Do this
Print every line of the stored entries below without any change, leaving out the pictures.

Stored entries
>> Begin
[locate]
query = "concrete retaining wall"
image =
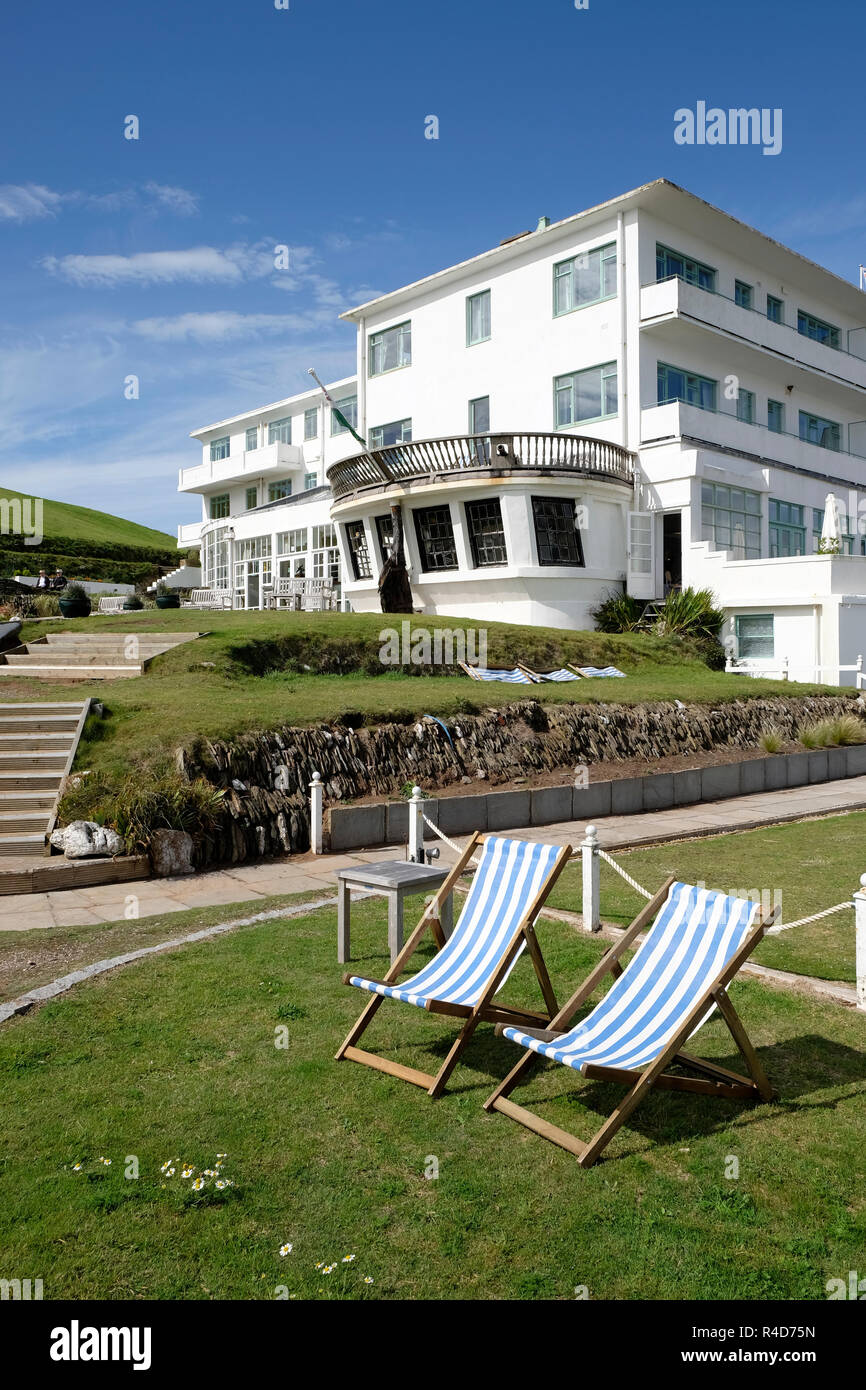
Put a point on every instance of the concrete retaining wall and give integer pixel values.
(364, 827)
>> End
Task solution
[locate]
query = "concrete retaining wall"
image =
Put a point on every instance of the concrete retaining wall and give integer pixel values.
(364, 827)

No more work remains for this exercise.